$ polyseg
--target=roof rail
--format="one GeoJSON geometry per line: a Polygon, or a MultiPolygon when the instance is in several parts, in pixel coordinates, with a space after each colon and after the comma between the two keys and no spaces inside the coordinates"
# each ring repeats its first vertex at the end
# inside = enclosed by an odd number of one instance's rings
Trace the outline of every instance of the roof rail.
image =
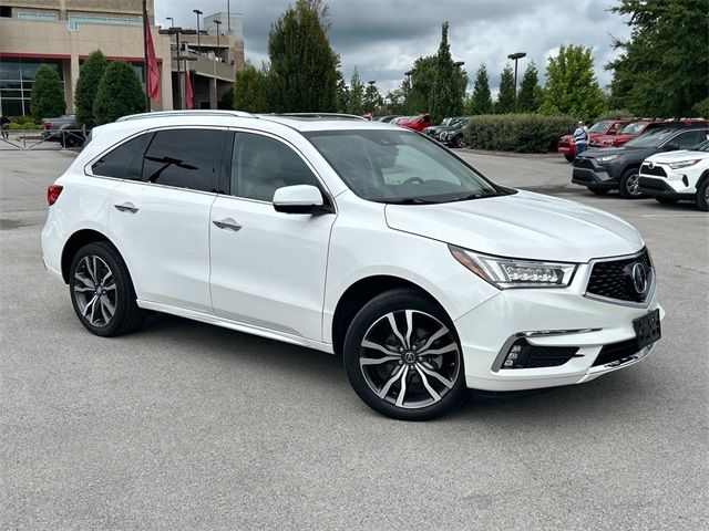
{"type": "Polygon", "coordinates": [[[147,118],[166,118],[171,116],[236,116],[239,118],[257,118],[244,111],[222,111],[222,110],[196,110],[196,111],[155,111],[153,113],[140,113],[130,114],[127,116],[121,116],[116,122],[130,122],[133,119],[147,119],[147,118]]]}

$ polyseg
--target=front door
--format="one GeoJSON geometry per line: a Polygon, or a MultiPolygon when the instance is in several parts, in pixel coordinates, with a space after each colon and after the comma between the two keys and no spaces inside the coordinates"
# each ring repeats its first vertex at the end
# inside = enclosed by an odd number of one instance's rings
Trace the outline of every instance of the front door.
{"type": "Polygon", "coordinates": [[[215,313],[321,341],[335,215],[281,214],[271,204],[282,186],[318,186],[312,169],[277,138],[236,133],[230,183],[209,223],[215,313]]]}

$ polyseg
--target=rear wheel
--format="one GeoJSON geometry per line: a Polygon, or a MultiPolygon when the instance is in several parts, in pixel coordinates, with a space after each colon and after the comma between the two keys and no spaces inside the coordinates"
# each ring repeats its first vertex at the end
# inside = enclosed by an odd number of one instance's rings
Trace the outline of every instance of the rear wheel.
{"type": "Polygon", "coordinates": [[[657,202],[661,202],[662,205],[675,205],[676,202],[679,202],[679,199],[672,199],[670,197],[655,197],[655,200],[657,202]]]}
{"type": "Polygon", "coordinates": [[[345,367],[359,397],[392,418],[434,418],[467,395],[453,324],[409,289],[382,293],[360,310],[345,339],[345,367]]]}
{"type": "Polygon", "coordinates": [[[135,330],[143,313],[123,259],[113,246],[101,241],[82,247],[69,275],[71,302],[81,324],[102,336],[135,330]]]}
{"type": "Polygon", "coordinates": [[[620,197],[624,199],[639,199],[643,197],[640,191],[640,174],[638,168],[627,169],[620,177],[619,188],[620,197]]]}
{"type": "Polygon", "coordinates": [[[697,190],[697,198],[695,199],[697,208],[705,212],[709,211],[709,178],[699,186],[697,190]]]}
{"type": "Polygon", "coordinates": [[[600,188],[597,186],[589,186],[588,191],[596,194],[597,196],[605,196],[608,194],[608,188],[600,188]]]}

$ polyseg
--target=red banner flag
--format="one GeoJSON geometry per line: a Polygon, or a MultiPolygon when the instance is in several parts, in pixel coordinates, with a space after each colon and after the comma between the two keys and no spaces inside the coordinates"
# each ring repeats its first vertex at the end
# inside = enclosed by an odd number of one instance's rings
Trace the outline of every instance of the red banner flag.
{"type": "Polygon", "coordinates": [[[147,17],[143,17],[143,33],[145,34],[145,92],[147,97],[156,102],[160,100],[160,71],[157,70],[157,58],[153,46],[153,34],[151,22],[147,17]]]}
{"type": "Polygon", "coordinates": [[[194,94],[192,92],[192,80],[189,79],[189,71],[185,70],[185,104],[187,108],[192,108],[192,100],[194,94]]]}

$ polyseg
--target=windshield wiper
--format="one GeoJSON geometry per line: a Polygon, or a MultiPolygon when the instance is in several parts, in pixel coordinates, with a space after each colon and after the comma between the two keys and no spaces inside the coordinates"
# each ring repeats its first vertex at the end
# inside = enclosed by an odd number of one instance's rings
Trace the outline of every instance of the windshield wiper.
{"type": "Polygon", "coordinates": [[[420,197],[404,197],[402,199],[387,199],[389,205],[436,205],[441,201],[428,201],[420,197]]]}
{"type": "Polygon", "coordinates": [[[494,197],[502,196],[499,191],[474,191],[473,194],[469,194],[467,196],[456,197],[455,199],[451,199],[449,202],[453,201],[467,201],[470,199],[480,199],[482,197],[494,197]]]}

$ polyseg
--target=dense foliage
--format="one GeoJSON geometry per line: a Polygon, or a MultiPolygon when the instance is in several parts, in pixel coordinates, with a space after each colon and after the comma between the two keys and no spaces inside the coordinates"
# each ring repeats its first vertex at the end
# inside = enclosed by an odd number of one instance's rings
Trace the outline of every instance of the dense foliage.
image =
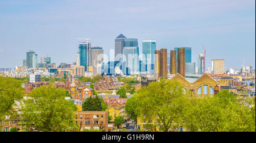
{"type": "Polygon", "coordinates": [[[24,100],[22,116],[26,131],[64,131],[73,125],[77,107],[65,100],[67,91],[53,86],[35,89],[24,100]]]}
{"type": "Polygon", "coordinates": [[[150,125],[163,131],[180,127],[194,132],[255,131],[255,100],[238,103],[225,90],[213,97],[191,98],[177,82],[165,79],[142,87],[125,110],[133,119],[154,123],[150,125]]]}

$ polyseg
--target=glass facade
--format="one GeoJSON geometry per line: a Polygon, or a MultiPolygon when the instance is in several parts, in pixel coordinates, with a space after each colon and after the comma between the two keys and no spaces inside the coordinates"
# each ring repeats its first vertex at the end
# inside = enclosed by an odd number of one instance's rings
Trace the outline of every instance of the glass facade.
{"type": "Polygon", "coordinates": [[[126,68],[122,68],[124,74],[137,74],[139,72],[139,47],[123,48],[123,62],[126,68]]]}
{"type": "Polygon", "coordinates": [[[196,63],[185,62],[185,72],[186,74],[196,74],[196,63]]]}
{"type": "Polygon", "coordinates": [[[80,65],[85,67],[85,70],[88,70],[88,66],[92,64],[92,49],[90,43],[79,43],[79,53],[80,54],[80,65]]]}
{"type": "Polygon", "coordinates": [[[143,60],[141,72],[152,74],[154,72],[155,51],[156,49],[156,41],[148,40],[142,41],[143,60]]]}

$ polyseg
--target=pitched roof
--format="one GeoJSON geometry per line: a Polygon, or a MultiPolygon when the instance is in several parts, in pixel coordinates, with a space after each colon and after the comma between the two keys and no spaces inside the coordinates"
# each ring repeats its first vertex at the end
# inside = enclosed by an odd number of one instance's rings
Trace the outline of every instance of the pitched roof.
{"type": "Polygon", "coordinates": [[[118,36],[117,36],[117,37],[116,37],[115,39],[117,38],[126,38],[126,37],[125,37],[125,36],[123,36],[123,35],[122,34],[120,34],[118,36]]]}

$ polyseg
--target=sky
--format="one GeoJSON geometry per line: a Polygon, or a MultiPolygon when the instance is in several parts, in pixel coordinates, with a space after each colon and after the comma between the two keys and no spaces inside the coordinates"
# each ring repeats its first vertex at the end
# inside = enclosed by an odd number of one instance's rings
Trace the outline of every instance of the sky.
{"type": "Polygon", "coordinates": [[[38,61],[71,64],[78,38],[109,54],[120,33],[156,40],[156,49],[192,48],[192,61],[206,50],[206,68],[255,67],[255,0],[0,0],[0,68],[22,65],[26,52],[38,61]]]}

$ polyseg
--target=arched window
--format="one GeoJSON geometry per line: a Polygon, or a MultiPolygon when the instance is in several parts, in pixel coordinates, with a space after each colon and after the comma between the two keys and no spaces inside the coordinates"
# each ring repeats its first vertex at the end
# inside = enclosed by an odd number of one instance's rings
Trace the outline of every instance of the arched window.
{"type": "Polygon", "coordinates": [[[213,89],[210,86],[210,95],[214,94],[214,91],[213,89]]]}
{"type": "Polygon", "coordinates": [[[197,95],[201,95],[201,86],[197,89],[197,95]]]}
{"type": "Polygon", "coordinates": [[[207,95],[208,94],[208,86],[204,85],[204,94],[207,95]]]}

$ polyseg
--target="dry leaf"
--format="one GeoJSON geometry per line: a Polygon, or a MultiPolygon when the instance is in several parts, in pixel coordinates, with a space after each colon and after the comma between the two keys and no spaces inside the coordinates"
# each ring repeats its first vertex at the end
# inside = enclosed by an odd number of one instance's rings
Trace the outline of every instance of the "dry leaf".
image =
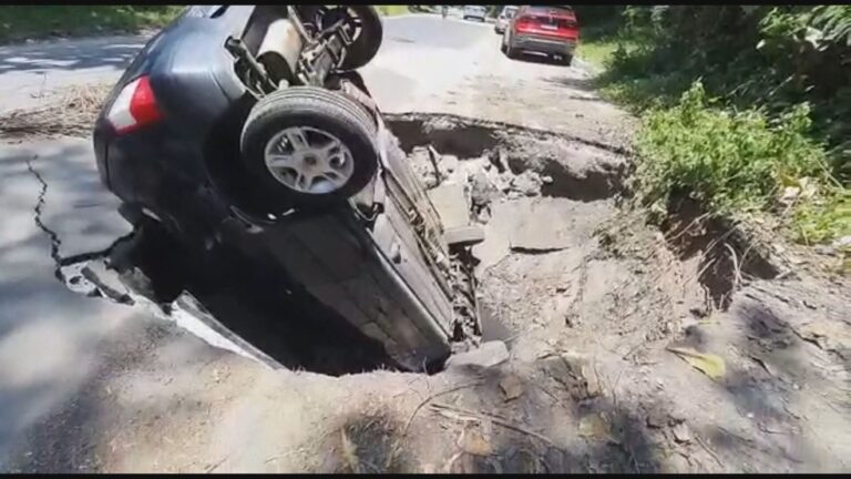
{"type": "Polygon", "coordinates": [[[699,353],[691,348],[669,347],[668,350],[685,359],[691,367],[709,376],[711,379],[720,379],[727,373],[727,365],[720,356],[699,353]]]}
{"type": "Polygon", "coordinates": [[[506,376],[500,381],[500,389],[502,389],[505,400],[512,400],[519,398],[523,394],[523,385],[520,383],[516,376],[506,376]]]}
{"type": "Polygon", "coordinates": [[[461,449],[473,456],[490,456],[493,453],[491,441],[479,427],[468,427],[461,436],[461,449]]]}
{"type": "Polygon", "coordinates": [[[616,442],[608,428],[608,421],[598,414],[592,414],[580,419],[580,436],[599,441],[616,442]]]}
--------------------
* [What you need to do] How many lines in the listing contain the string "facade"? Give only the number.

* [Completed task] 2